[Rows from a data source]
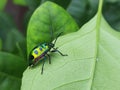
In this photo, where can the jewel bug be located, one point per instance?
(40, 52)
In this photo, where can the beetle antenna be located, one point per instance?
(57, 37)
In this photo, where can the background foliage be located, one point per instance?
(13, 29)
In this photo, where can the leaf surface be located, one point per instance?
(2, 4)
(48, 21)
(92, 62)
(11, 69)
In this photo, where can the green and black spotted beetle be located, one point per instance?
(40, 52)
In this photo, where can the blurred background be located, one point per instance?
(14, 18)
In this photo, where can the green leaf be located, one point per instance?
(12, 38)
(2, 4)
(92, 62)
(20, 2)
(0, 44)
(48, 18)
(114, 18)
(82, 10)
(62, 3)
(11, 69)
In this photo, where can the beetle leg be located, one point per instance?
(43, 66)
(55, 50)
(49, 58)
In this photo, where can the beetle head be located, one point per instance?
(31, 61)
(51, 45)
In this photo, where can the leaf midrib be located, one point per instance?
(98, 22)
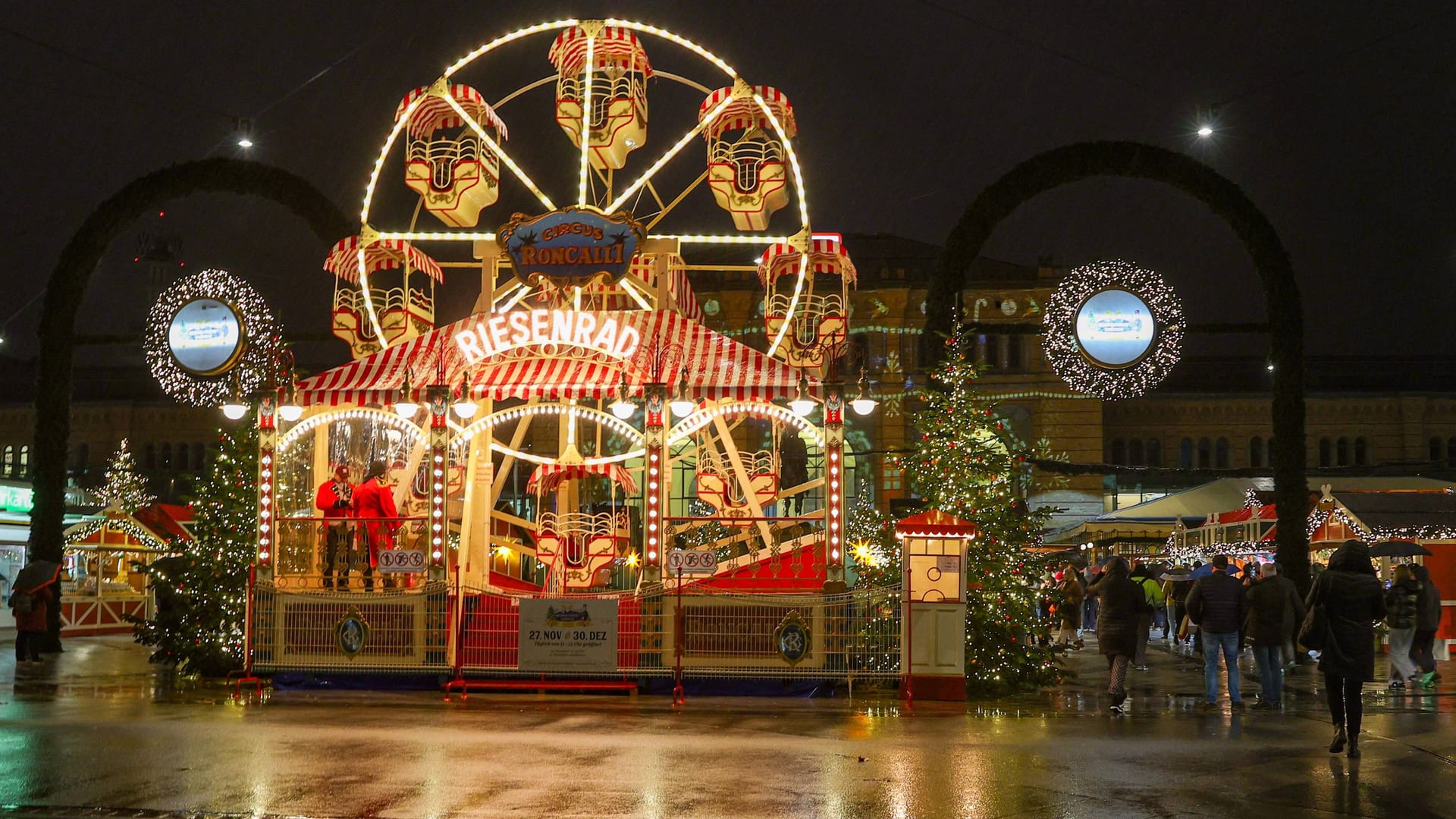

• **Work to do**: Reproduce all of the rows above with every occurrence of "beetle" replaced by "insect", leaving everything else unchanged. Omit the pictures from your answer.

• **Result of this exercise**:
In this photo, where can the jewel bug be located, one point per instance?
(40, 52)
In this photo, where can the insect antenna be located, one point per instance?
(57, 37)
In this photo, where can the background foliage be located, one point per instance?
(13, 29)
In this photo, where can the leaf surface be located, one point per instance?
(2, 4)
(48, 21)
(92, 62)
(11, 69)
In this photo, where can the green and black spotted insect be located, one point per instance?
(40, 52)
In this photo, where can the blurred background be located, one point per instance?
(14, 18)
In this photo, where can the green leaf be located, one point per instance?
(12, 38)
(2, 4)
(92, 62)
(20, 2)
(0, 44)
(48, 18)
(114, 18)
(82, 10)
(62, 3)
(11, 69)
In this photo, where can the insect leg be located, one point per instance?
(43, 66)
(55, 50)
(49, 58)
In this photo, where can the insect head be located, one point per instance?
(31, 61)
(51, 45)
In this photo, where can the leaf midrib be located, one point per instance?
(98, 22)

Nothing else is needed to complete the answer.